Configuration

From Apibot
Jump to: navigation, search

To work, Apibot needs a wiki login, and optionally bot settings.

Wiki login

In practically all wikis, good manners (and quite often rules) require a bot to operate through an account. Anonymous bot usage is usually prohibited. For this reason, Apibot requires a login to a wiki account to operate. If the account does not exist at this wiki, Apibot will refuse to work.

(You can circumvent this by specifying "ANONYMOUS" (with capital letters) as username, but do not do it unless you know really well what you do.)

A wiki login is a PHP array variable with three mandatory fields, and possibly others. For example:

$my_bot_login = array (
  'user'     => "My Great Bot",
  'password' => "1234mybotpassword5678",
  'wiki'     => $Wikipedia_EN,
);

The 'user' and 'password' values are self-explanatory strings. The 'wiki' value is a wiki description variable (see below).

The 'wiki' value does not need to be defined as a separate variable - you can insert the wiki description right there. However, if you use more than one account for your bot at this wiki, defining the wiki desc as a variable might avoid unnecessary redundancy.

Often a bot will be used on multiple wikis. Sometimes a bot will perform several different tasks on the same wiki, and in some cases the wiki rules will require it to use different accounts for the different tasks. In such cases, the bot operator will need to define several different login variables. Usually (but not mandatory), they are defined as values in an array, typically named $logins:

$logins = array (
  'MeAtWEN' => array (
    'user'     => "Joe Editor",
    'password' => "pwdofjoeeditor",
    'wiki'     => $Wikipedia_EN,
  ),
  'MyBotAtWEN' => array (
    'user'     => "Joe's Bot",
    'password' => "pwdofjoesbot",
    'wiki'     => $Wikipedia_EN,
  )
  'MyBotAtWDE' => array (
    'user'     => "Joe's Bot",
    'password' => "pwdofjoesbot",
    'wiki'     => $Wikipedia_DE,
  )
);

Wiki description

As we saw, a wiki login needs a wiki description. It is a PHP array variable with the following structure:

$Wikipedia_EN = array (
  'name' => 'en',
  'urls' => array (
    'api' => "http://en.wikipedia.org/wiki/api.php",
    'web' => "http://en.wikipedia.org/wiki/index.php",
  ),
)

The 'name' value contains a name for this wiki that Apibot will use while referring to it, while caching data about it etc. For this reason, this field is mandatory.
═══
Reproduce word for word the passage of the Apibot configuration page from "The 'name' value" to "field is mandatory.". The listing is not needed for this work.

Provided records:
═══
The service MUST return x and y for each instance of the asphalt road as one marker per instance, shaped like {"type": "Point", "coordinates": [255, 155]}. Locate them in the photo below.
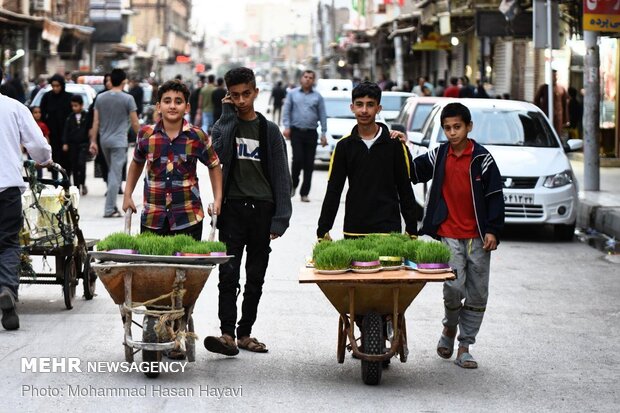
{"type": "Point", "coordinates": [548, 341]}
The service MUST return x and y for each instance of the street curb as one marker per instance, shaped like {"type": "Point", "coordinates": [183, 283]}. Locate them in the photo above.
{"type": "Point", "coordinates": [603, 219]}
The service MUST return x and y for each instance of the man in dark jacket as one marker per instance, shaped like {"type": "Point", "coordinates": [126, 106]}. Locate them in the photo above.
{"type": "Point", "coordinates": [377, 170]}
{"type": "Point", "coordinates": [465, 209]}
{"type": "Point", "coordinates": [256, 208]}
{"type": "Point", "coordinates": [55, 108]}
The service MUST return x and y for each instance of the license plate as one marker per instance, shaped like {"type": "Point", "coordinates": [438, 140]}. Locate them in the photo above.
{"type": "Point", "coordinates": [513, 198]}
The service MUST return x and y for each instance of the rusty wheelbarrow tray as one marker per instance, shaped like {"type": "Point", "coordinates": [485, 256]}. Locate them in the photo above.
{"type": "Point", "coordinates": [372, 300]}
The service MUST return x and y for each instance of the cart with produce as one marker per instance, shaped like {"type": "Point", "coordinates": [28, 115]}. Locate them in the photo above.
{"type": "Point", "coordinates": [375, 292]}
{"type": "Point", "coordinates": [160, 279]}
{"type": "Point", "coordinates": [51, 229]}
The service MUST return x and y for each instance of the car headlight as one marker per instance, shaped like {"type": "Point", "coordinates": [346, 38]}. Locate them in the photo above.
{"type": "Point", "coordinates": [559, 179]}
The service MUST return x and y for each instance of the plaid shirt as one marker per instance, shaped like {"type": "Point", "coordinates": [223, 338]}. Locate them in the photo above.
{"type": "Point", "coordinates": [171, 185]}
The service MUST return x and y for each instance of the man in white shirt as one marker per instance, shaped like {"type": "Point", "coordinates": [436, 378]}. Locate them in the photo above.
{"type": "Point", "coordinates": [17, 129]}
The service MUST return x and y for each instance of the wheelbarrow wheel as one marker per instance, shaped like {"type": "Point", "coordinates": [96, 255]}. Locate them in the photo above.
═══
Task solution:
The 'name' value contains a name for this wiki that Apibot will use while referring to it, while caching data about it etc. For this reason, this field is mandatory.